WHAT YOU HAVE TO DO: Rewrite the items from the start through the line that contains "M 433 542 L", with "pink pen" replaced by "red marker" and nothing else changed. Omit the pictures.

(Image outline annotation entries)
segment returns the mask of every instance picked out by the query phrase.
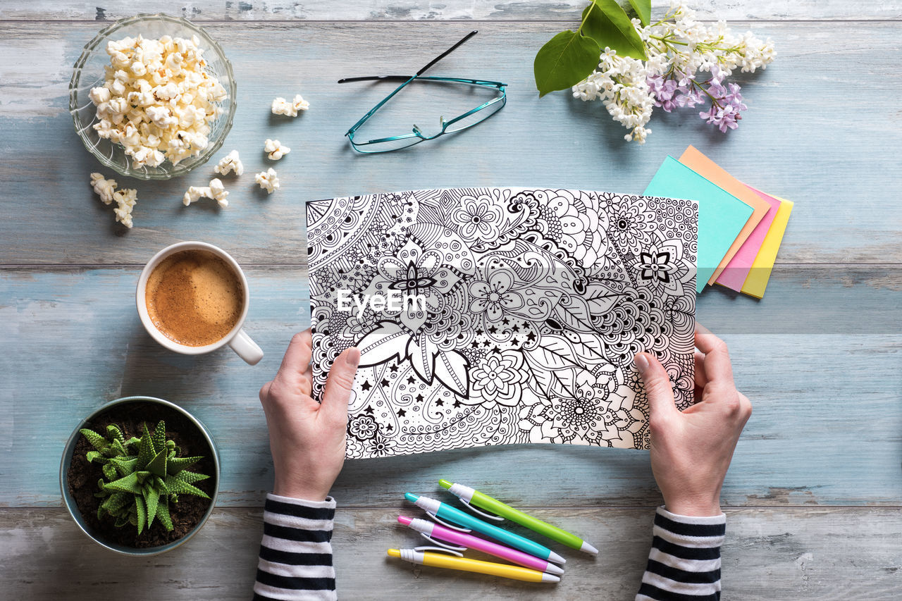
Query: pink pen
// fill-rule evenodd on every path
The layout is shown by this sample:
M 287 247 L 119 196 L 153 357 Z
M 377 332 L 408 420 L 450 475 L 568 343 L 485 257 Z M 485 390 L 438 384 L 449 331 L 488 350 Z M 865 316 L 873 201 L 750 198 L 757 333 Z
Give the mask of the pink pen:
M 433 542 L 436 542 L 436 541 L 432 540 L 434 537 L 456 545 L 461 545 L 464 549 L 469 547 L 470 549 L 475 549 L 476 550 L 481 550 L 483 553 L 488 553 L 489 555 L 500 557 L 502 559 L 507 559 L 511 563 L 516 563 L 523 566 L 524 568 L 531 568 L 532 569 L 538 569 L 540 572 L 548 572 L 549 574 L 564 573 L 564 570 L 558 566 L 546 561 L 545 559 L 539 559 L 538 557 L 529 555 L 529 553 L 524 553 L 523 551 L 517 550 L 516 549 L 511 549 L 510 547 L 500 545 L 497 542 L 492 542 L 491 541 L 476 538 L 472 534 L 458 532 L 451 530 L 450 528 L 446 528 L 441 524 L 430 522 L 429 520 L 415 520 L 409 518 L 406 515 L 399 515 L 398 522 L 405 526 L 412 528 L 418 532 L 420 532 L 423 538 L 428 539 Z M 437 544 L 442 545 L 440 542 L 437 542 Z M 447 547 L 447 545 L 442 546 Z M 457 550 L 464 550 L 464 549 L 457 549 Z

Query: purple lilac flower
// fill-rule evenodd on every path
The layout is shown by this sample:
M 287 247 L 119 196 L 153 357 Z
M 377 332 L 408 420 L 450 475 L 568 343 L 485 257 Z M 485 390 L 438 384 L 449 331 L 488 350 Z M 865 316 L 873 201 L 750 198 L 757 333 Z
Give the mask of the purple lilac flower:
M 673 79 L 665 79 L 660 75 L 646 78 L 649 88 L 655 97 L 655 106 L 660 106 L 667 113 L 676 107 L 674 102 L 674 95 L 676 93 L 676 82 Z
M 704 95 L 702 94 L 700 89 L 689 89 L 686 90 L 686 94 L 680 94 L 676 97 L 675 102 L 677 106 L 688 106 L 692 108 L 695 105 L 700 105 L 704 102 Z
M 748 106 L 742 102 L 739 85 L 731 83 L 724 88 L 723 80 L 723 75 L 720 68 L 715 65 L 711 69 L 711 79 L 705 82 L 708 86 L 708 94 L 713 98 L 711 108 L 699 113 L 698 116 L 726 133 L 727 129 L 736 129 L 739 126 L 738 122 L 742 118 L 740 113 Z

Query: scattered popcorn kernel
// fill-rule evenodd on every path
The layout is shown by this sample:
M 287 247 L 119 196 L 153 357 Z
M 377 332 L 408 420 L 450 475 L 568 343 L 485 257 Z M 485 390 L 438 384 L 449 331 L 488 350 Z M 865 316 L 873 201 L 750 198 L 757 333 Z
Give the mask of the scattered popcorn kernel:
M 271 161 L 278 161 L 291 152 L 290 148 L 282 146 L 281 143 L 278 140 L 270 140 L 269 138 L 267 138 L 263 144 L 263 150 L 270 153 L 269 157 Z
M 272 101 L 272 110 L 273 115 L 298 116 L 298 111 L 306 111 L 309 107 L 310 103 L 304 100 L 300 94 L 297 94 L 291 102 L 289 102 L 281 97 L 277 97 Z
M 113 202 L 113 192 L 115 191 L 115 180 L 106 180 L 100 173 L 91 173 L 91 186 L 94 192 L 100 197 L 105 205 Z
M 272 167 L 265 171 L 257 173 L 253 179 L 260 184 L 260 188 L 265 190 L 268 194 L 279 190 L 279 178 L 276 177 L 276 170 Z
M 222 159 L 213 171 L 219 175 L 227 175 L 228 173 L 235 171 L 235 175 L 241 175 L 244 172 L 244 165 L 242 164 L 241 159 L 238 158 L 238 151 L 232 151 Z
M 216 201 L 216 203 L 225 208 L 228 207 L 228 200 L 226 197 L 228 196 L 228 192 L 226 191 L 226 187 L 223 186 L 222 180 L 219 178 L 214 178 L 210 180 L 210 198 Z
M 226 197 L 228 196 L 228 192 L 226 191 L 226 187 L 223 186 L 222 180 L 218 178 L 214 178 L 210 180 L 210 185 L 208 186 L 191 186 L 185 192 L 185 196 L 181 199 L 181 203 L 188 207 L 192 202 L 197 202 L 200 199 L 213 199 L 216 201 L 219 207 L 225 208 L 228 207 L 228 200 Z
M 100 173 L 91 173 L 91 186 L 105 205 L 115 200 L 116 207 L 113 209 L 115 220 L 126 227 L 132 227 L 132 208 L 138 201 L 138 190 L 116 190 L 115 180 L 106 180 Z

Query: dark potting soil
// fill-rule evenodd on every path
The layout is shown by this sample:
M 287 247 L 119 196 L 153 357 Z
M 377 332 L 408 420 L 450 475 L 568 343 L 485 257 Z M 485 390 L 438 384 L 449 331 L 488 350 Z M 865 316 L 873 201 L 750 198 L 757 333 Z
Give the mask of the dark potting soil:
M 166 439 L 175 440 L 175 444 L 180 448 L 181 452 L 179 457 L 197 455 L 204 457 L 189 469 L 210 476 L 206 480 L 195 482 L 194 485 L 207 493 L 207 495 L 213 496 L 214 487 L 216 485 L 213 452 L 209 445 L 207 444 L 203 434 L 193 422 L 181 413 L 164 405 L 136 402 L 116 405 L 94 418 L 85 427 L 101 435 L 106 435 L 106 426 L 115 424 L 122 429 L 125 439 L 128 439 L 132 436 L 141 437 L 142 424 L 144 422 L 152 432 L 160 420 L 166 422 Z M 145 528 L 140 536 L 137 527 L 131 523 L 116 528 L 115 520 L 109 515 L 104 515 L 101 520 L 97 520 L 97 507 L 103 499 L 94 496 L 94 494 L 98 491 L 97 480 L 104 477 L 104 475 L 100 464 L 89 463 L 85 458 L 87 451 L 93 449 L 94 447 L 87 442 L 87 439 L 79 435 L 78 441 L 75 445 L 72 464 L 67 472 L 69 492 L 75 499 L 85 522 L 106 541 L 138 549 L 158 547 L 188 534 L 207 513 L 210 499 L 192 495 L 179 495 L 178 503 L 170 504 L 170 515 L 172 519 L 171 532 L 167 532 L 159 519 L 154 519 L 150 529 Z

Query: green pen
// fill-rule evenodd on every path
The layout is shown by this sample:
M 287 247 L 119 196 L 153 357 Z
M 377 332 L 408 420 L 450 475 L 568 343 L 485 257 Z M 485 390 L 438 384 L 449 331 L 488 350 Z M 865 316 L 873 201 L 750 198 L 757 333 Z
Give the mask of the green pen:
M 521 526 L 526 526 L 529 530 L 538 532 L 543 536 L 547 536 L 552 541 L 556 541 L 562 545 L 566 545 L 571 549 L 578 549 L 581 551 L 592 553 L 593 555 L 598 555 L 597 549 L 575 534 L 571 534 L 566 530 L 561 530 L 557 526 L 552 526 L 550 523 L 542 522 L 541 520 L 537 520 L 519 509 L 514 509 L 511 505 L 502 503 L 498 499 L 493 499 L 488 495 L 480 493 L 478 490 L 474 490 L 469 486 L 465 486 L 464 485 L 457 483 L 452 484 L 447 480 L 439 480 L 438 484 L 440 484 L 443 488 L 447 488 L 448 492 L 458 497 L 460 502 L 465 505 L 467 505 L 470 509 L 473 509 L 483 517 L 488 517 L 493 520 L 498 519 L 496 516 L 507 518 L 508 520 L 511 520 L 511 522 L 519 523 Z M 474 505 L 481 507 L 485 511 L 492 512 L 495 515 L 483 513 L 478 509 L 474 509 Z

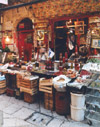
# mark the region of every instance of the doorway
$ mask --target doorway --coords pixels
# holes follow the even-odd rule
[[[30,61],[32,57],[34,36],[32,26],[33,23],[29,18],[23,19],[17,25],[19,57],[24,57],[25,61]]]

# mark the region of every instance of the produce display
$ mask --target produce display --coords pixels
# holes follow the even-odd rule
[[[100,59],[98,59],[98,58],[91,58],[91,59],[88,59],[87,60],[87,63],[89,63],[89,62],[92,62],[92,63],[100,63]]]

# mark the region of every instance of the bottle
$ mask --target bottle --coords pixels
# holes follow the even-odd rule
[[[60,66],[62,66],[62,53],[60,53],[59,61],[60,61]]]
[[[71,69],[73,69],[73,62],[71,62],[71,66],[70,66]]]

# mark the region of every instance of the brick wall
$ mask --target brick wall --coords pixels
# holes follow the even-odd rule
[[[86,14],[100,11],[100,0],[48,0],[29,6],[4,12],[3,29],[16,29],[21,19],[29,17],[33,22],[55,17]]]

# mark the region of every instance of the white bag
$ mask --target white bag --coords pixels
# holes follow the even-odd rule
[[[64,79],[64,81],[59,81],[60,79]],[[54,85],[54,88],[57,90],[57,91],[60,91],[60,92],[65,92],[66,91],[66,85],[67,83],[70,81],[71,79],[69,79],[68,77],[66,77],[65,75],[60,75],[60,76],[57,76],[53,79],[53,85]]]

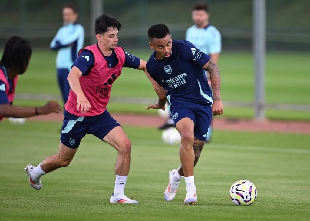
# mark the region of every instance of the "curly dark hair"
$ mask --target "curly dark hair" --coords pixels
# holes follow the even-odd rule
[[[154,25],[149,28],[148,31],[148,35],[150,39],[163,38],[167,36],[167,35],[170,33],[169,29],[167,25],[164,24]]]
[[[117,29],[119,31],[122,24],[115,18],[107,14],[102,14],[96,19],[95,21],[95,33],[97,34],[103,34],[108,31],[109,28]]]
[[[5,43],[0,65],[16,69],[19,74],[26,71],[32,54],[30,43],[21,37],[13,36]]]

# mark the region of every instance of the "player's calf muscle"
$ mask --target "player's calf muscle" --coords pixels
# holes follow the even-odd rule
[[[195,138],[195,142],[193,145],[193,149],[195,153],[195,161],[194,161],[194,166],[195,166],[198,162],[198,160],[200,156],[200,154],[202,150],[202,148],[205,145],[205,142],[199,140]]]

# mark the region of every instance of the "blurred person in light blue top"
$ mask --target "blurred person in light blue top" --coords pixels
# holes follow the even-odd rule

EXPECTED ANSWER:
segment returns the mask of every instance picked out by the query phrase.
Query: red marker
// fill-rule evenodd on every path
The layout is shown by this sample:
M 287 247 L 119 196 L 153 357 Z
M 377 332 L 408 420 L 450 475 L 568 343 L 485 257 Z M 485 390 L 438 384 L 449 331 L 488 350 Z M 865 316 L 873 201 L 750 198 L 757 333 Z
Give the mask of the red marker:
M 433 542 L 436 542 L 436 541 L 432 540 L 434 537 L 456 545 L 461 545 L 464 549 L 469 547 L 470 549 L 475 549 L 476 550 L 481 550 L 483 553 L 488 553 L 489 555 L 500 557 L 502 559 L 507 559 L 511 563 L 516 563 L 523 566 L 524 568 L 531 568 L 532 569 L 538 569 L 540 572 L 548 572 L 549 574 L 564 573 L 564 570 L 558 566 L 546 561 L 545 559 L 539 559 L 538 557 L 529 555 L 529 553 L 524 553 L 523 551 L 517 550 L 516 549 L 511 549 L 510 547 L 500 545 L 497 542 L 492 542 L 491 541 L 476 538 L 472 534 L 458 532 L 451 530 L 450 528 L 446 528 L 441 524 L 430 522 L 429 520 L 415 520 L 409 518 L 406 515 L 399 515 L 398 522 L 405 526 L 412 528 L 418 532 L 420 532 L 423 538 L 428 539 Z M 437 544 L 442 545 L 440 542 L 437 542 Z M 447 547 L 447 545 L 442 546 Z M 457 550 L 464 550 L 464 549 L 457 549 Z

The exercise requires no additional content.